Exercise description ->
Convert the data below into a JSON list of strings, with each line as its own string and blank lines omitted.

Records to process ->
◆ ◆ ◆ ◆ ◆
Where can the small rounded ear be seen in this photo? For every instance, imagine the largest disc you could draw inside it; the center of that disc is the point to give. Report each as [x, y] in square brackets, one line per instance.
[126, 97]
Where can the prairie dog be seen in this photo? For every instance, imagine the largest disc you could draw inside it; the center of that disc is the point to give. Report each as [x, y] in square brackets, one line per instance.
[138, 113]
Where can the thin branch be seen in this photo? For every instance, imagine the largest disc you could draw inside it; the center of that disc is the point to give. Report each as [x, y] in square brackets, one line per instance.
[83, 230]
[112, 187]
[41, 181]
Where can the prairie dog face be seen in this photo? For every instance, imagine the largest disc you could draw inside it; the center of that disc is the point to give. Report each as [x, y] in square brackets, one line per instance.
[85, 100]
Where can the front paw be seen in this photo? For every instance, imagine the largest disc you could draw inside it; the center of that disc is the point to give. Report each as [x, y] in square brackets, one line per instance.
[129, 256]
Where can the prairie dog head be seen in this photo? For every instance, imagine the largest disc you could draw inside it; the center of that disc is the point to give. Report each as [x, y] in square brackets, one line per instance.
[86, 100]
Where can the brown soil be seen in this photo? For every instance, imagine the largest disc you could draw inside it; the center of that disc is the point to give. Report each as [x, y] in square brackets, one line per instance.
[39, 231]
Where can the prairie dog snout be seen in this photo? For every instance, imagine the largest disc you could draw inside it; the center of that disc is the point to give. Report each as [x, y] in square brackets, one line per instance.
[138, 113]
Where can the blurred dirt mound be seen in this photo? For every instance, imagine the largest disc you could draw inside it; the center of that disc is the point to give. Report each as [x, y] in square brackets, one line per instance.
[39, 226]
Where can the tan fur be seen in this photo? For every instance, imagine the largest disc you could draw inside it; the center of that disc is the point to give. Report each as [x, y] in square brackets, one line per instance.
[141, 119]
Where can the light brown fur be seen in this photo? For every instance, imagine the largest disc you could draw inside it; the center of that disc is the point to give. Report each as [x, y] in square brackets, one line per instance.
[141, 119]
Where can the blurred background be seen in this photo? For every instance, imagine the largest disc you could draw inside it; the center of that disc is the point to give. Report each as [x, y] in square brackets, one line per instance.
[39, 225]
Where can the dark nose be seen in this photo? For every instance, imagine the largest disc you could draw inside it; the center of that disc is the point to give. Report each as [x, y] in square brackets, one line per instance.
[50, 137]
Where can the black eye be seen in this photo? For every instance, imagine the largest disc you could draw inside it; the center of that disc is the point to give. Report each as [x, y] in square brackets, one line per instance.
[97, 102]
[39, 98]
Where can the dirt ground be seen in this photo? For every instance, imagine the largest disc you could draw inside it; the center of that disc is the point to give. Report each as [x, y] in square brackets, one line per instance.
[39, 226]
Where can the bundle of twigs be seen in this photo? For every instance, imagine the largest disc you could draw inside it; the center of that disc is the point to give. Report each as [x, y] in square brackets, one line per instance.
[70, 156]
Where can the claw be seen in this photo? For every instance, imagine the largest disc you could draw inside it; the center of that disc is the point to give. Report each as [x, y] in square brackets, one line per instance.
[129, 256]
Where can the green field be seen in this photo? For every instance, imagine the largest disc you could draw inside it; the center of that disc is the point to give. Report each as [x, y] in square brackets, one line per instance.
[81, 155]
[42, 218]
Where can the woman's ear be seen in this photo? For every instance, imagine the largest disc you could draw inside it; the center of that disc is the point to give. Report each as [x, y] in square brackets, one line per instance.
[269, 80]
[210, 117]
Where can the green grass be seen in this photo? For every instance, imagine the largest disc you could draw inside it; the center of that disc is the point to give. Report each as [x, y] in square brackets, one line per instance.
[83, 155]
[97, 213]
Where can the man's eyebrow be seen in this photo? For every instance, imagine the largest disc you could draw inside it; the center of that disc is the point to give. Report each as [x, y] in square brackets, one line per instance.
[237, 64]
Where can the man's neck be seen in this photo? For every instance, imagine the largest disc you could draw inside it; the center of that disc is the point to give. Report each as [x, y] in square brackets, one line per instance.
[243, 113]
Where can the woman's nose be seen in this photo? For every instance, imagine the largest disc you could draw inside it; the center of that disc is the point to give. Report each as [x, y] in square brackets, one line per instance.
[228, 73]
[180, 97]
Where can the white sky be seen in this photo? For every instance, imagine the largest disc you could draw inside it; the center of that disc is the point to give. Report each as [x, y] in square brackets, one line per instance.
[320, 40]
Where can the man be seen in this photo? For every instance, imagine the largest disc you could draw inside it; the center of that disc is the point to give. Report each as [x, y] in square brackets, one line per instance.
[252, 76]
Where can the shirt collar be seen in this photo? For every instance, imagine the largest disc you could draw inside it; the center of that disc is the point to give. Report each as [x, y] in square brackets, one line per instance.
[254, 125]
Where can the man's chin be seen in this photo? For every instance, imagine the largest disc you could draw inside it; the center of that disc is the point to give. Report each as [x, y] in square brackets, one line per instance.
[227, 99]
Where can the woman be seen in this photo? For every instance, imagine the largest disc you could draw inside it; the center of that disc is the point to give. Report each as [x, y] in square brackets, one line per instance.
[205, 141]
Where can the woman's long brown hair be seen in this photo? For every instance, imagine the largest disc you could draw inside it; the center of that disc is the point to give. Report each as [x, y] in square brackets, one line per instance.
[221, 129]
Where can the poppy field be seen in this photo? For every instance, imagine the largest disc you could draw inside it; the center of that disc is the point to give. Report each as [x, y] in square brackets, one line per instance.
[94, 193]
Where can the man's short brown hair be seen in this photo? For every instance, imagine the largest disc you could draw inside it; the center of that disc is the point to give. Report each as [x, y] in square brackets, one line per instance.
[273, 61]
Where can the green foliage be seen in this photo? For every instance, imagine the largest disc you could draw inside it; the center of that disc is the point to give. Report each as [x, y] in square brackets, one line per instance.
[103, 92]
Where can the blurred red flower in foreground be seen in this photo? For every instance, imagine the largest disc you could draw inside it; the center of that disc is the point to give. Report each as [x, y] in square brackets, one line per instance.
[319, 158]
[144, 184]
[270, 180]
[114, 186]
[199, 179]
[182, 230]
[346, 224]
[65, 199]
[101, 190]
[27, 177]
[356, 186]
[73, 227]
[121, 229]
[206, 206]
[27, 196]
◆ ◆ ◆ ◆ ◆
Response ->
[
  "Where can the small rounded ear be seen in this photo? For every instance, imagine the largest disc you could draw inside it; the center of that disc is the point to give. Report each as [x, y] in square brackets, one line per instance.",
  "[126, 97]",
  "Where can the prairie dog be seen in this photo? For every instance, imagine the largest disc you could draw inside it; the center of that disc is the point to give. Report each as [x, y] in square brackets, one line per instance.",
  "[138, 113]",
  "Where can the thin branch be seen in this photo? For every instance, imagine the largest disc you could draw inside it; the center of that disc is the point to give. Report each as [x, y] in square brackets, one line per instance.",
  "[83, 230]",
  "[112, 187]",
  "[41, 181]",
  "Where can the prairie dog face be seen in this photo? For every instance, imagine the largest disc you could draw inside it; the center of that disc is the point to give. Report each as [x, y] in square brackets, one line per instance.",
  "[85, 100]",
  "Where can the front paw be seen in this photo? For every instance, imagine the largest disc you could draw inside it; the center of that disc is the point to give. Report each as [x, y] in square brackets, one line per instance.",
  "[129, 256]",
  "Where can the prairie dog head be seen in this photo? For every instance, imagine the largest disc you could draw inside it; the center of that disc is the point to give. Report each as [x, y] in square brackets, one line per instance.",
  "[86, 100]",
  "Where can the brown soil be seen in this photo? For every instance, imagine the largest disc you could draw inside it; the center of that disc is the point to give. Report each as [x, y] in square brackets, one line per instance.",
  "[39, 231]",
  "Where can the prairie dog snout be seen in this photo? For every instance, imagine the largest disc you could draw inside it; the center of that disc is the point to give. Report each as [x, y] in square brackets, one line per instance.",
  "[138, 113]",
  "Where can the blurred dirt mound be seen in this photo? For every instance, imagine the largest disc you could draw inside it; the center of that disc is the point to give. Report each as [x, y] in square brackets, one line per instance.",
  "[39, 226]",
  "Where can the tan fur be seen in this photo? For every instance, imagine the largest disc you could draw inside it; the center of that disc is the point to give. Report each as [x, y] in square brackets, one line per instance.",
  "[141, 119]",
  "Where can the light brown fur be seen in this photo? For every instance, imagine the largest disc you could draw inside it; the center of that disc is the point to give. Report each as [x, y] in square brackets, one line per instance.",
  "[141, 119]",
  "Where can the blurred background be seen in this photo? For every instance, imagine the largest disc you could draw inside it; the center of that disc is the point to give. Report each as [x, y] in square brackets, one line per instance.",
  "[39, 225]",
  "Where can the dark nose be seen in this photo? For every instance, imagine the largest disc you could draw inside it; the center of that disc is the point to give. Report each as [x, y] in square brackets, one line per instance.",
  "[50, 137]",
  "Where can the black eye be seen in this photo? For every instance, imagine the largest disc you could draw inside it; the center of that disc is the point to give. Report each as [x, y] in square brackets, one line per instance.",
  "[97, 102]",
  "[39, 98]",
  "Where can the dirt ground be seen in this photo? For every instance, imagine the largest disc you could draw inside it; the center of that disc is the point to give. Report each as [x, y] in square brackets, one line per instance.",
  "[39, 226]",
  "Where can the bundle of twigs be seen in this photo? For every instance, imagine the largest disc you could draw inside it; the center of that disc is the point to give. Report each as [x, y] in square brackets, one line per instance.",
  "[70, 156]",
  "Where can the claw be seen in this photo? For every instance, imagine the largest disc you could draw inside it; the center of that disc is the point to give. Report each as [x, y] in square brackets, one line per instance.",
  "[129, 256]",
  "Where can the green field be seen in this photo? For every instance, imagine the largest disc you could draw inside it; the center of that disc is the point to give. Report each as [x, y] in square brackets, one line per instance.",
  "[81, 155]",
  "[42, 218]",
  "Where can the woman's ear be seen in this photo? For every instance, imagine the largest disc you could draw inside it; the center of that disc is the point to give. Report each as [x, y] in square brackets, one line per instance.",
  "[269, 80]",
  "[210, 117]",
  "Where can the green grass be seen in this photo? For every instance, imagine the largest disc you could draw inside it; the center of that disc is the point to give. Report each as [x, y] in square brackets, one line per instance.",
  "[83, 155]",
  "[97, 213]",
  "Where can the man's eyebrow be seen in this photo? For every instance, imagine the largest disc you could draw inside it; the center of that disc is the point to give. Report each as [x, y] in square brackets, one line per instance.",
  "[237, 64]",
  "Where can the man's neck be seen in this photo? For every instance, imagine the largest disc you could draw inside it; the center of that disc is the point to give. Report each as [x, y] in square brackets, one line per instance.",
  "[243, 113]",
  "Where can the woman's nose be seen in this photo? For every instance, imagine the largest disc you could draw inside it; the center of that disc is the point to give. Report each as [x, y] in square brackets, one line per instance.",
  "[228, 73]",
  "[180, 97]",
  "Where can the white sky be seen in this photo? For every instance, imagine the largest disc you could draw inside it; the center of that disc is the point to give. Report each as [x, y] in square brackets, one line per instance.",
  "[320, 40]",
  "Where can the man be seen in this photo? For every instance, imagine the largest disc you could draw inside it; the center of that disc is the point to give. Report each as [x, y] in square brackets, one line per instance.",
  "[252, 76]",
  "Where can the shirt collar be seen in this photo? For every instance, imagine the largest disc you could draw inside it; the center of that disc is the point to give. Report each as [x, y] in square brackets, one line per instance.",
  "[254, 125]",
  "Where can the man's chin be seen in this photo? For every instance, imagine the largest disc you could draw inside it; the center of that disc is the point to give. Report each as [x, y] in square brackets, one line per instance.",
  "[227, 99]",
  "Where can the woman be seen in this photo? For every instance, imagine the largest disc you could draw inside it; the center of that disc is the point to give. Report each as [x, y] in square brackets, one line per instance.",
  "[205, 141]",
  "Where can the woman's long brown hair be seen in this photo? For every instance, imagine the largest disc you could draw inside it; the center of that disc is the point to give. Report each as [x, y] in square brackets, one line per instance.",
  "[221, 129]",
  "Where can the poppy field be seen in this photo? For every instance, imagine the largest disc you could draw inside it; the center of that disc is the point to give. Report each as [x, y] in square brackets, one line per instance.",
  "[94, 193]",
  "Where can the man's short brown hair be seen in this photo? For every instance, imagine the largest disc you could draw inside it; the center of that disc is the point to give. Report each as [x, y] in square brackets, one line per instance.",
  "[273, 61]",
  "Where can the green foliage be seen in this photo? For every instance, imagine the largest disc you could draw inside it; the center of that disc is the point to give. Report each as [x, y] in square brackets, one line per instance.",
  "[103, 92]",
  "Where can the blurred red flower in foreground be seen in this photo? For every instance, imagine the largest disc you could draw inside it; the center of that disc is the point to give. Report each as [x, y] in square brackets, one line per instance.",
  "[319, 158]",
  "[144, 184]",
  "[270, 180]",
  "[114, 186]",
  "[199, 179]",
  "[182, 230]",
  "[346, 224]",
  "[65, 199]",
  "[101, 190]",
  "[27, 177]",
  "[356, 186]",
  "[73, 227]",
  "[121, 229]",
  "[206, 206]",
  "[27, 196]"
]